--- Begin RECORD SET ---

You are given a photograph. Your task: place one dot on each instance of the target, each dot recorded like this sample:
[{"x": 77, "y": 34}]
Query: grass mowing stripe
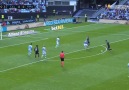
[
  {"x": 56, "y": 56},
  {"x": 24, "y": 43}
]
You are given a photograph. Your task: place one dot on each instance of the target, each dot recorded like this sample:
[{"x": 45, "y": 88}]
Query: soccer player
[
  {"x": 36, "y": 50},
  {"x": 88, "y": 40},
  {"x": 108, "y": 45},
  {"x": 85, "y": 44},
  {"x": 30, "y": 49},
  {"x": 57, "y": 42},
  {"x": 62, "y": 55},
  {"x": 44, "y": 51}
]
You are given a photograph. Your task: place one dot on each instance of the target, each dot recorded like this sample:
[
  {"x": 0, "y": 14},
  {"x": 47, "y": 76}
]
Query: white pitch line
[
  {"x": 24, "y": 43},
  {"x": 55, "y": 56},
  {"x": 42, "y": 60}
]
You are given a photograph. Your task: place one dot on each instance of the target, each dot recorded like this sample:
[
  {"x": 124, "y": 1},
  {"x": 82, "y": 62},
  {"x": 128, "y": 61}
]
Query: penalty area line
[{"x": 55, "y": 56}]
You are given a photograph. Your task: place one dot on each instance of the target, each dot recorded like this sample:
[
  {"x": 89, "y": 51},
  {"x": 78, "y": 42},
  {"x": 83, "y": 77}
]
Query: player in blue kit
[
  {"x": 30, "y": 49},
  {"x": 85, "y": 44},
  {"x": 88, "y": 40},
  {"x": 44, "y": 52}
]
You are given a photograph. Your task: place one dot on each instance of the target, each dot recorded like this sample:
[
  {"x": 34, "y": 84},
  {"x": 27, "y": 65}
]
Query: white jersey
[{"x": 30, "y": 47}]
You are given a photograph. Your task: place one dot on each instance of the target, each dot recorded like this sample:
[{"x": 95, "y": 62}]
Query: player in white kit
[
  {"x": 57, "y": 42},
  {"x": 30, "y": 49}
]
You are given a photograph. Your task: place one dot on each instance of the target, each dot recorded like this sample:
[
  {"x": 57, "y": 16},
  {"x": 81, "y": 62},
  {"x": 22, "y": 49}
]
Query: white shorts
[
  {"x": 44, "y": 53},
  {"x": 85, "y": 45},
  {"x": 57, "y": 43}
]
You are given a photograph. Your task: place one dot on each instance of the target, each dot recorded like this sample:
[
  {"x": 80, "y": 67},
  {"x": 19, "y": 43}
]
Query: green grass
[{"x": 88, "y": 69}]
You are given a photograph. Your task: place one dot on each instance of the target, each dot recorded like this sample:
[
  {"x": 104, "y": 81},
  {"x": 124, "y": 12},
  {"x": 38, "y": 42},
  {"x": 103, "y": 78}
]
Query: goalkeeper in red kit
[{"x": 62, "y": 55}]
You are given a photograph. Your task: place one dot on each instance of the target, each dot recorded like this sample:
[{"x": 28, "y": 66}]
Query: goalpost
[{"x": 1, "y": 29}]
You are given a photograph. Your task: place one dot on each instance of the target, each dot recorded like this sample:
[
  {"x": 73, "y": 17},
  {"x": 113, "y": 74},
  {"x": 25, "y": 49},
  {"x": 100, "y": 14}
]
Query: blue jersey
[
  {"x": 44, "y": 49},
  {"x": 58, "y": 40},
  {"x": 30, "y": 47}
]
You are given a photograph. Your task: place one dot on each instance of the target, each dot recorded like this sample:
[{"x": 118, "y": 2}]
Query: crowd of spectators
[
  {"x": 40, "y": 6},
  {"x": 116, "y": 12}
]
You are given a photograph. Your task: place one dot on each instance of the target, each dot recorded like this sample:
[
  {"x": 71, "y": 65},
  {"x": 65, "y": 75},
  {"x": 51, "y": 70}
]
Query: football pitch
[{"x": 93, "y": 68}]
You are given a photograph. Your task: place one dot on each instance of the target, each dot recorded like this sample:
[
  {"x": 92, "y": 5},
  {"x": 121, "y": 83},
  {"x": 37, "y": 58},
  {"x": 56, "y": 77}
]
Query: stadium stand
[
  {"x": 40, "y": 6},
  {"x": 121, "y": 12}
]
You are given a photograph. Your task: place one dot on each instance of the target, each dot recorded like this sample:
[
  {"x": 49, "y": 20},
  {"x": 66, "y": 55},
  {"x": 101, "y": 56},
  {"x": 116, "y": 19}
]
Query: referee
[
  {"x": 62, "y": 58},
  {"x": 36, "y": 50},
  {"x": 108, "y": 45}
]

--- End RECORD SET ---

• [TASK DESCRIPTION] Give back the whole listing as it stands, minus its pictures.

• [WRITTEN ANSWER]
You are given a photograph. Your task: place one dot on each instance of the target, each dot recorded like this sample:
[{"x": 77, "y": 34}]
Query: grass mowing stripe
[
  {"x": 56, "y": 56},
  {"x": 24, "y": 43}
]
You are given a photograph. Your task: place one dot on each instance of the target, each dot recorded like this sample:
[{"x": 45, "y": 88}]
Query: soccer player
[
  {"x": 36, "y": 50},
  {"x": 88, "y": 40},
  {"x": 108, "y": 45},
  {"x": 85, "y": 44},
  {"x": 30, "y": 49},
  {"x": 57, "y": 42},
  {"x": 62, "y": 55},
  {"x": 44, "y": 51}
]
You are given a photograph. Your task: place one dot on each instance of the target, each dot recorded like this sample:
[
  {"x": 0, "y": 14},
  {"x": 47, "y": 76}
]
Query: white pitch line
[
  {"x": 24, "y": 43},
  {"x": 55, "y": 56},
  {"x": 42, "y": 60}
]
You are given a photograph. Your task: place one dot on each instance of the target, each dot recorded like this sample:
[
  {"x": 124, "y": 1},
  {"x": 82, "y": 62},
  {"x": 128, "y": 61}
]
Query: penalty area line
[{"x": 55, "y": 56}]
You are given a photograph. Your task: place one dot on each instance of the target, each dot recorded like this sample:
[
  {"x": 89, "y": 51},
  {"x": 78, "y": 42},
  {"x": 83, "y": 77}
]
Query: player in blue kit
[
  {"x": 30, "y": 49},
  {"x": 85, "y": 44},
  {"x": 88, "y": 40},
  {"x": 44, "y": 52}
]
You are given a photograph. Your task: place one dot on each instance of the target, each dot recorded like this sample:
[
  {"x": 34, "y": 84},
  {"x": 27, "y": 65}
]
Query: white jersey
[{"x": 30, "y": 47}]
You are given a photograph. Your task: place one dot on each instance of the target, each dot recorded like this sample:
[{"x": 95, "y": 62}]
Query: player in white kit
[
  {"x": 57, "y": 42},
  {"x": 30, "y": 49}
]
You are given a photograph. Your task: place one dot on each instance of the target, each dot recorded like this sample:
[
  {"x": 57, "y": 16},
  {"x": 81, "y": 62},
  {"x": 22, "y": 49}
]
Query: white shorts
[
  {"x": 44, "y": 53},
  {"x": 85, "y": 45},
  {"x": 57, "y": 43}
]
You are given a photograph. Your task: place one dot on each instance of the target, each dot recorded like this sample:
[
  {"x": 80, "y": 67},
  {"x": 19, "y": 43}
]
Query: green grass
[{"x": 88, "y": 69}]
You are given a photograph. Your task: place one dot on each instance of the target, each dot recorded like this sample:
[
  {"x": 104, "y": 81},
  {"x": 124, "y": 12},
  {"x": 38, "y": 42},
  {"x": 103, "y": 78}
]
Query: goalkeeper in red kit
[{"x": 62, "y": 55}]
You are given a photograph. Your task: place one dot on each instance of the target, each dot recorded like this sample:
[{"x": 28, "y": 66}]
Query: goalpost
[{"x": 1, "y": 29}]
You are given a photograph. Your task: place one dot on each instance of the target, each dot recorded like this sample:
[
  {"x": 73, "y": 17},
  {"x": 113, "y": 74},
  {"x": 25, "y": 49},
  {"x": 100, "y": 14}
]
Query: blue jersey
[
  {"x": 44, "y": 49},
  {"x": 58, "y": 40},
  {"x": 30, "y": 47}
]
You are given a photograph. Your task: place one dot on each instance of the target, each dot recorded like this sample:
[{"x": 118, "y": 2}]
Query: crowd of spectators
[
  {"x": 40, "y": 6},
  {"x": 116, "y": 12}
]
You are given a photograph. Your task: place one dot on each instance of the target, each dot recorded like this sample:
[
  {"x": 71, "y": 65},
  {"x": 65, "y": 75},
  {"x": 51, "y": 70}
]
Query: football pitch
[{"x": 93, "y": 68}]
You are given a photograph. Your task: place one dot on each instance of the target, each dot recorded like this sample:
[
  {"x": 92, "y": 5},
  {"x": 121, "y": 83},
  {"x": 37, "y": 58},
  {"x": 56, "y": 77}
]
Query: stadium stand
[
  {"x": 40, "y": 6},
  {"x": 121, "y": 12}
]
You are given a photograph. Your task: place one dot on each instance of the target, each dot recorded like this sample:
[
  {"x": 49, "y": 20},
  {"x": 66, "y": 55},
  {"x": 101, "y": 56},
  {"x": 116, "y": 19}
]
Query: referee
[
  {"x": 62, "y": 58},
  {"x": 36, "y": 50},
  {"x": 108, "y": 45}
]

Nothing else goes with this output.